++++ Data for this task ++++

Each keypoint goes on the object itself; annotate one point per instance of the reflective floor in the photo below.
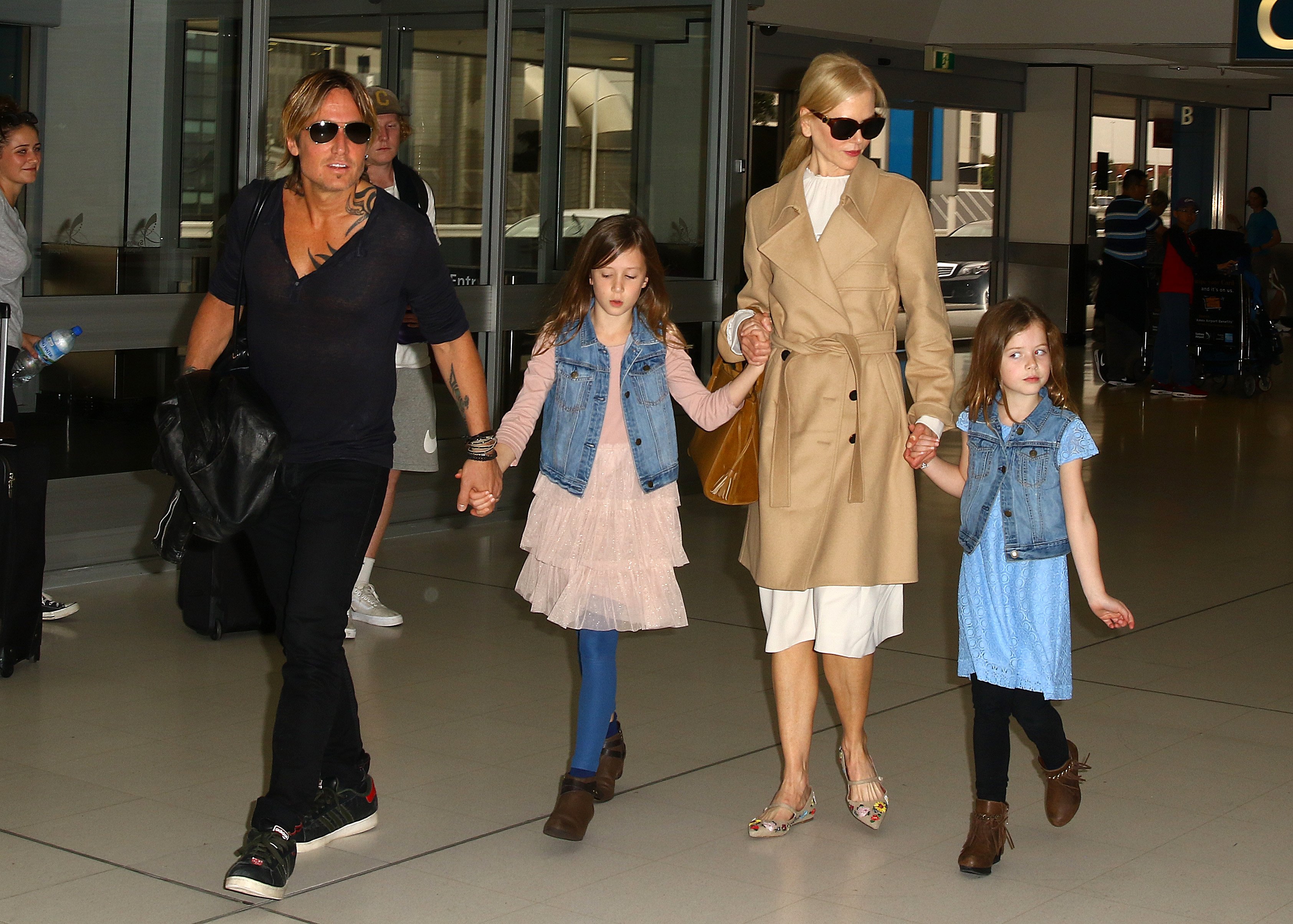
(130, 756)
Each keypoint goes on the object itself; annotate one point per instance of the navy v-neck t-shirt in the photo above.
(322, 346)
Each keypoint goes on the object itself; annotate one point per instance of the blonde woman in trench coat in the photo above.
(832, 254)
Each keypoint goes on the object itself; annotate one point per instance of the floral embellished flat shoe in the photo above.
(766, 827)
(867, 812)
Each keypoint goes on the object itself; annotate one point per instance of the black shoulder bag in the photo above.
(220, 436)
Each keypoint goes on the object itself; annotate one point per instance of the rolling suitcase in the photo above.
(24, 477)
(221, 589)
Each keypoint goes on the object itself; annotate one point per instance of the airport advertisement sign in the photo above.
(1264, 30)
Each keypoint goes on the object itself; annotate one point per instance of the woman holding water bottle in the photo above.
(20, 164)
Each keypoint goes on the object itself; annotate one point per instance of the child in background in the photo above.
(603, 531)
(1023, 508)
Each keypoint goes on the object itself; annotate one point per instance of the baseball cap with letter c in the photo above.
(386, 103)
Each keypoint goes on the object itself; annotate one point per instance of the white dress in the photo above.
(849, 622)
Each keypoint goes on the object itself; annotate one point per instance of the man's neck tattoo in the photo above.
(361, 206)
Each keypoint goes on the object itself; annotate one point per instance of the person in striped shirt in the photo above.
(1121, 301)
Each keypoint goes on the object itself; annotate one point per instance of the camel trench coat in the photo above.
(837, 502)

++++

To be done
Copy the material above in full and exactly, skipping pictures.

Solution
Each keypoint goes on the object itself; annotate one point per instance of the reflective floor in the photo below.
(130, 756)
Each keypoint goes on the object itself; annotate one point per instance of the navy v-neck t-shirt in the photo above.
(322, 346)
Each keypoint goes on the object itself; annotate one point per instance of the blonde woman in trench coat in the photo above.
(832, 254)
Each keypoint goes on the object itself; annotate one point per instance of the floral embellished flat shoe in the photo above.
(766, 827)
(867, 812)
Each keypoint goes on the object itself; annotate one point per instance of the black shoulder bag in the photo above.
(220, 436)
Each keypoint goes on the object itself; annotate one point per instance of the rolling suitcase in the photo above.
(24, 477)
(221, 589)
Each keypoint goes on the object itself; annotate one point per instance of the airport advertisement sign in the photo above.
(1264, 30)
Each keypoint goes on the object itself; annotate one point per instance of the woman holding water bottle in the photo above.
(20, 164)
Each keypoint goes on the object itself; annotate one point per instance of the child in background in the photo above.
(603, 531)
(1023, 508)
Each keypoint goes on the object itself; annotate one point per instance of the baseball cap with letter c in the photo above.
(386, 103)
Each keypoint goes on the object itself; annotate one point per instance of the white dress in the photo above.
(849, 622)
Each keypoint goes on the object itself; annotate one point per instance of the man's neck tattoo in the photo above.
(361, 206)
Each keypoint goes on the object itself; annotate one point per instance of the person in striped shirt in the photo above.
(1121, 301)
Each keypoint goes on the object itself; annotate one point per instance of the camel trench coat in the photo above.
(837, 502)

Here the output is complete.